■ **TEXT SECTION**:
★ ★ ★

That's exactly why our Femmes loved it. They're on Scott this year, but at least two of them begged to keep the Ridley.


----------



## dd123 (Sep 14, 2012)

I tried ridley fenix but found size S too small and size M bit large. 
I am 5'10


----------



## jointoday (Jun 26, 2014)

I also tried a Ridley Fenix medium, I am 5' 10", the reach was about an inch too long with 110 mm stem. You think this can be corrected with a shorter stem (80 or 90 mm), or should I just pass on the bike & move on to a bike with a shorter reach?


----------



## dd123 (Sep 14, 2012)

I'd say if you like the ride of Fenix, go for it then. It's not too big and you can always shorten it to 90mm stem.
I am riding a used LiteSpeed T5 which has Effective Top Tube of 57cm with stem of 110mm. I I liked the bike so much I bought it and I am happy with the fit. I even ran my bike and fit to of an expert bike fitter in san diego and he told me that the bike fits me good

I like the value given by performance bike.

★ ★ ★

■ **EXTRACTED ENTRIES**:
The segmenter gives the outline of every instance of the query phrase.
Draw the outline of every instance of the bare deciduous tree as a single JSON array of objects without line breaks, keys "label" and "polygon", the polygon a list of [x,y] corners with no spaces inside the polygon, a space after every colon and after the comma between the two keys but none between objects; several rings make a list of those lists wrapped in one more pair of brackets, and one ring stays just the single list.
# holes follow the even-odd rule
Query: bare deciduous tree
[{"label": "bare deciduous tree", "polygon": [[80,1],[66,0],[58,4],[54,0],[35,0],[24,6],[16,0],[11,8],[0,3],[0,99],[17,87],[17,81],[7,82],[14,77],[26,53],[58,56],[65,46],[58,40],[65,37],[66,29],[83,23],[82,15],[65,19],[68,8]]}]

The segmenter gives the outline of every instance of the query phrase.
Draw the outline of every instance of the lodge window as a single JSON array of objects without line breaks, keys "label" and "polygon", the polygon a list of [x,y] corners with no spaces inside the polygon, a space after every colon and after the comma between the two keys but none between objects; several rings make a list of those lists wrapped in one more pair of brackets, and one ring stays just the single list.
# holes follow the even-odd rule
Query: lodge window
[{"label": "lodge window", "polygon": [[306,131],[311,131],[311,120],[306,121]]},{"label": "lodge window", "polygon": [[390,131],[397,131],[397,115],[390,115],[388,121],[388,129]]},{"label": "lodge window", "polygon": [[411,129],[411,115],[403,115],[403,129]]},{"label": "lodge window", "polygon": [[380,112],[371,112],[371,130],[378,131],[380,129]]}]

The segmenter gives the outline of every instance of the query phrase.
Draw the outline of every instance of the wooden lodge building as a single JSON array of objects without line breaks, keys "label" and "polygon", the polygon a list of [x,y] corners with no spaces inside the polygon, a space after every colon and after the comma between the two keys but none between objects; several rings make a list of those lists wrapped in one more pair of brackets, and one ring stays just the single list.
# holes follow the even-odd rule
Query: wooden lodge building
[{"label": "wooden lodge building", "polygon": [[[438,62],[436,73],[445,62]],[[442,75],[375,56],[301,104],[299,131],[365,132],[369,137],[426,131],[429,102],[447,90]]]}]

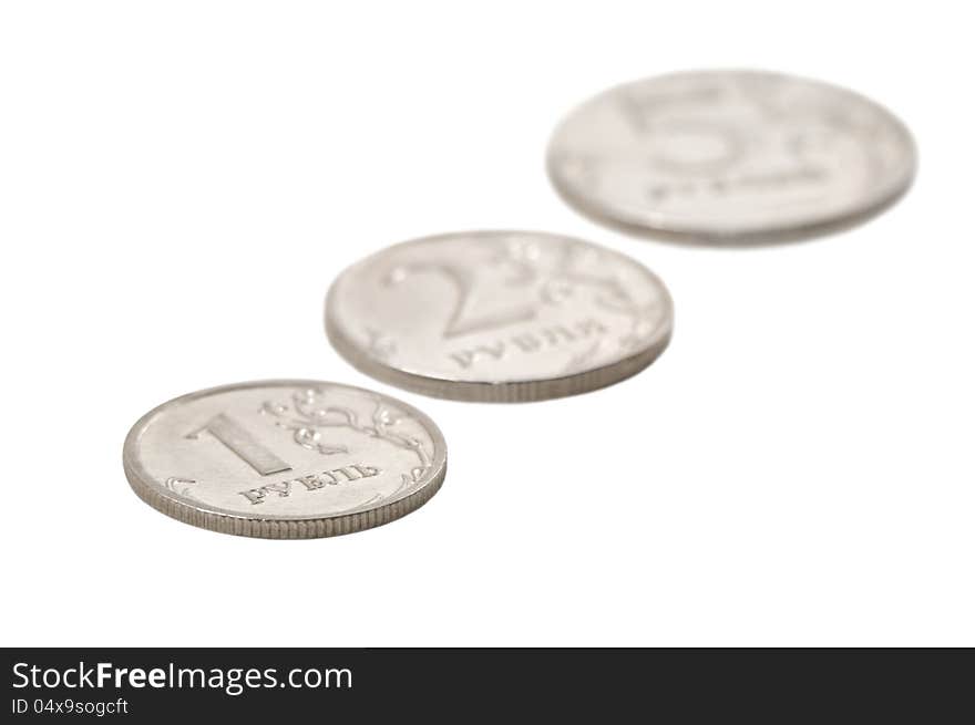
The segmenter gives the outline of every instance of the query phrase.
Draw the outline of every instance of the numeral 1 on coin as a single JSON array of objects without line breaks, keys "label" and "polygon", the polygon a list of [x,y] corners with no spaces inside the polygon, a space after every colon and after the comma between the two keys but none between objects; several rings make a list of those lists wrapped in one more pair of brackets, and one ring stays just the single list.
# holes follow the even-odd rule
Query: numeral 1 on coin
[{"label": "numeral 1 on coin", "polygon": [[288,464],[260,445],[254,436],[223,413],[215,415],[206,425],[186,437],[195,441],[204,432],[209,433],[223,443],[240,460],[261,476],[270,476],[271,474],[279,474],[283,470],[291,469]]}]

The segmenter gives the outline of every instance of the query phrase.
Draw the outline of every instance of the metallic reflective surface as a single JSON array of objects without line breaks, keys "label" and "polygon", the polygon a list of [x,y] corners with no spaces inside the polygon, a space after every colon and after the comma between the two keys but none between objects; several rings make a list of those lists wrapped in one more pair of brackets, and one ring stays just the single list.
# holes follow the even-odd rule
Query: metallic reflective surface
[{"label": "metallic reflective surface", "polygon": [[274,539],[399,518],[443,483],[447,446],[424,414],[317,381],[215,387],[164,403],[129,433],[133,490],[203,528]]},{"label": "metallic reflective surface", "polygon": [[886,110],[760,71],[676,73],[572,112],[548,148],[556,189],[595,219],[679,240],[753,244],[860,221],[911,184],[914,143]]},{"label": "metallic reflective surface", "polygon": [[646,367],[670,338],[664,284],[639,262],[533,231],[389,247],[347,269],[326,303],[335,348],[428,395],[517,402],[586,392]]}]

★ ★ ★

■ **TO-DO LIST**:
[a] Repeat the bike-fit thread word for word, starting with "I'd say if you" and going on through "by performance bike.".
[b] Please decide whether each statement agrees with the bike-fit thread. Answer yes or no, and quote the words of the thread that settle it.
(i) One poster found the Ridley Fenix in size M a bit large.
(ii) The poster asking about a shorter stem is six feet tall.
(iii) The LiteSpeed T5 being ridden has an effective top tube of 57cm.
[c] Go on with the bike-fit thread from the point where it stops.
The material comes from a different source than the bike-fit thread.

■ **RESULTS BY TASK**:
[a]
I'd say if you like the ride of Fenix, go for it then. It's not too big and you can always shorten it to 90mm stem.
I am riding a used LiteSpeed T5 which has Effective Top Tube of 57cm with stem of 110mm. I I liked the bike so much I bought it and I am happy with the fit. I even ran my bike and fit to of an expert bike fitter in san diego and he told me that the bike fits me good

I like the value given by performance bike.

[b]
(i) Yes: "found size S too small and size M bit large"
(ii) No: "I am 5' 10""
(iii) Yes: "Effective Top Tube of 57cm"

[c]
If for some reason you don't like the bike, you can always return it


----------



## bikesinmud (Jan 1, 2005)

You guys seen the 2016 Fenix SL? Now there's a bike for Pave'. I like how they made the tubes thinner and went with a 27.2 post. My sister has an older model which is quite awesome but the new frame is going to be on my short list for those rougher race courses. Good enough for Paris-Roubaix, good enough for me!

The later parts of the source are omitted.